--- BEGIN ---

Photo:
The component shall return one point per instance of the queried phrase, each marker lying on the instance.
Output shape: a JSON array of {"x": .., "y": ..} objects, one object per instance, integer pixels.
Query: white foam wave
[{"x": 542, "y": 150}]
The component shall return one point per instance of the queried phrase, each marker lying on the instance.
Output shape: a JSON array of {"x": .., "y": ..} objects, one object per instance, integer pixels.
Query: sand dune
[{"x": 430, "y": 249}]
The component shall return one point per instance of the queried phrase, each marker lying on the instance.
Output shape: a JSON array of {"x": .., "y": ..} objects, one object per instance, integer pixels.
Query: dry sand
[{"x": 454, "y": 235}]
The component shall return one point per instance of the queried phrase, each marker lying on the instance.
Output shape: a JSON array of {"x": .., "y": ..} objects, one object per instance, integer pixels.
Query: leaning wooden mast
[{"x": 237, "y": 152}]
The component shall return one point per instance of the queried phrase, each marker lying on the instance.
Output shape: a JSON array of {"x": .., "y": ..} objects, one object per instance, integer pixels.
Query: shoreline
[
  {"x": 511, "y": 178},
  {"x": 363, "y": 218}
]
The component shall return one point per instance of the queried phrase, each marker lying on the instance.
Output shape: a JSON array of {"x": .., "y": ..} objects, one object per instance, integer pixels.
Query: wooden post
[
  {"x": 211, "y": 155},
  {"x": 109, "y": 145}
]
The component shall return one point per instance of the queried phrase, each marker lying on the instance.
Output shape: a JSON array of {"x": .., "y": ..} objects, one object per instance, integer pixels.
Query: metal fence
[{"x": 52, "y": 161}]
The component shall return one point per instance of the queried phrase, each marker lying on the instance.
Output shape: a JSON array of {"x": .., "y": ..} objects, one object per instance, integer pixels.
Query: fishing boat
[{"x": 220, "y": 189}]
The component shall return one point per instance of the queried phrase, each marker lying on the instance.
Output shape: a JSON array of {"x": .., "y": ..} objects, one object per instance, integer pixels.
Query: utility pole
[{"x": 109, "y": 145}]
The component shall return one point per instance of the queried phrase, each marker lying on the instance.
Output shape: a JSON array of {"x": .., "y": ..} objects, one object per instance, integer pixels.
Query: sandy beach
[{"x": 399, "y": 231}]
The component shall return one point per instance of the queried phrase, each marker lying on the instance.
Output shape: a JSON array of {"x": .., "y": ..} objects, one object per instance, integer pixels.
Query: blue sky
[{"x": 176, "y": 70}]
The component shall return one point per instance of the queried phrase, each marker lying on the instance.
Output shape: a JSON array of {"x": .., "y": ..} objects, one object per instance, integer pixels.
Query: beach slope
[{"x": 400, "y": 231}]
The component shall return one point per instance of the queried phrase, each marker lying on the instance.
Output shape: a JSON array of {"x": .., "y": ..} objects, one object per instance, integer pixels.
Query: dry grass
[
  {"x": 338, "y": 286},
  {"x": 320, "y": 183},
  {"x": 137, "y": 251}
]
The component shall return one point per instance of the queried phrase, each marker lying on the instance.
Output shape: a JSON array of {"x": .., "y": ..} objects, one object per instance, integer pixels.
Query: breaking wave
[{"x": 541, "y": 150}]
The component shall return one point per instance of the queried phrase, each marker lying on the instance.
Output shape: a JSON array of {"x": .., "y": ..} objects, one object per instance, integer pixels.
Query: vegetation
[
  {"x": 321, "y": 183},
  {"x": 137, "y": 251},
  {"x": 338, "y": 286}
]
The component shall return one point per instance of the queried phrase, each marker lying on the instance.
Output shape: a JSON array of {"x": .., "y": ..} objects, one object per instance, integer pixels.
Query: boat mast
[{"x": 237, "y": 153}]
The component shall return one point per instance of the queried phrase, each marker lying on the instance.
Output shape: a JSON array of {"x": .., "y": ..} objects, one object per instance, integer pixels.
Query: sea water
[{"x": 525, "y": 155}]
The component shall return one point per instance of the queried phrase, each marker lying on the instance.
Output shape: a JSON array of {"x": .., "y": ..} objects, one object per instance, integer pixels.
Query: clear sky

--- END ---

Written instruction | Write out every entry word for word.

Answer for the task |
Photo:
The component shall return one point per instance of the queried phrase, each marker lying on the instance.
Output shape: a JSON array of {"x": .., "y": ..} objects, one object per instance, integer pixels.
Query: white foam wave
[{"x": 542, "y": 150}]
The component shall return one point per instance of the queried phrase, each marker lying on the instance.
Output shape: a JSON array of {"x": .., "y": ..} objects, one object per instance, integer pixels.
Query: sand dune
[{"x": 430, "y": 249}]
The component shall return one point per instance of the queried phrase, each marker lying on the instance.
Output shape: a JSON array of {"x": .., "y": ..} objects, one object per instance, integer pixels.
Query: dry sand
[{"x": 454, "y": 235}]
The component shall return one point per instance of the queried phrase, each marker lying on the instance.
Output shape: a JSON array of {"x": .., "y": ..} objects, one object per instance, integer pixels.
Query: leaning wooden mast
[{"x": 237, "y": 152}]
The component shall return one point per instance of the queried phrase, each marker lying on the instance.
Output shape: a JSON array of {"x": .., "y": ..} objects, one object per instance, integer pixels.
Query: shoreline
[
  {"x": 511, "y": 178},
  {"x": 363, "y": 218}
]
The component shall return one point per instance of the queried phrase, each marker lying on the instance.
Output shape: a JSON array of {"x": .., "y": ..} objects, one object per instance, integer pixels.
Query: wooden post
[
  {"x": 211, "y": 155},
  {"x": 109, "y": 145}
]
The component shall return one point per instance of the queried phrase, each marker lying on the instance.
Output shape: a JSON array of {"x": .., "y": ..} objects, one object per instance, integer pixels.
Query: metal fence
[{"x": 52, "y": 161}]
The component shall return one point per instance of the queried phrase, each marker lying on the instance.
Output shape: a JSON array of {"x": .., "y": ..} objects, one object per instance, integer pixels.
Query: fishing boat
[{"x": 220, "y": 189}]
The component shall return one point per instance of the queried phrase, each marker lying on the instance.
Output shape: a JSON array of {"x": .., "y": ..} objects, one object per instance, integer pixels.
Query: utility pole
[{"x": 109, "y": 145}]
The component shall return one point per instance of the queried phrase, each marker lying on the instance.
Output shape: a JSON array of {"x": .., "y": ..} objects, one object per instance, integer pixels.
Query: sandy beach
[{"x": 399, "y": 231}]
The component shall return one point per instance of the queried phrase, each marker lying on the instance.
Output shape: a JSON array of {"x": .., "y": ..} objects, one object per instance, integer pixels.
Query: blue sky
[{"x": 176, "y": 70}]
The component shall return one point per instance of the queried phrase, each marker lying on the instance.
Output shape: a JSON array of {"x": .., "y": ..} objects, one object per instance, integer pixels.
Query: beach slope
[{"x": 400, "y": 231}]
The component shall return one point per instance of the queried phrase, each marker lying on the instance.
Output shape: a JSON array of {"x": .., "y": ..} objects, one object per instance, integer pixels.
Query: dry grass
[
  {"x": 338, "y": 286},
  {"x": 320, "y": 183},
  {"x": 137, "y": 251}
]
The component shall return one point per instance of the queried phrase, each marker lying on the instance.
Output shape: a JSON array of {"x": .., "y": ..} objects, one object per instance, integer pixels.
Query: breaking wave
[{"x": 541, "y": 150}]
The component shall return one point per instance of the queried phrase, each marker lying on the instance.
Output shape: a JSON array of {"x": .., "y": ..} objects, one object per instance, integer pixels.
Query: vegetation
[
  {"x": 321, "y": 183},
  {"x": 137, "y": 251},
  {"x": 338, "y": 286}
]
The component shall return one point per instance of the queried phrase, each marker lying on the instance.
Output shape: a JSON array of {"x": .., "y": ..} objects, one object per instance, integer pixels.
Query: boat mast
[{"x": 237, "y": 153}]
The component shall return one point per instance of the queried phrase, each marker lying on the instance.
Output shape: a JSON array of {"x": .., "y": ..} objects, one object per instance, integer pixels.
Query: sea water
[{"x": 525, "y": 155}]
The component shall return one point per instance of the queried phrase, each marker lying on the instance.
Output shape: a JSON array of {"x": .., "y": ..} objects, one object per instance, integer pixels.
Query: clear sky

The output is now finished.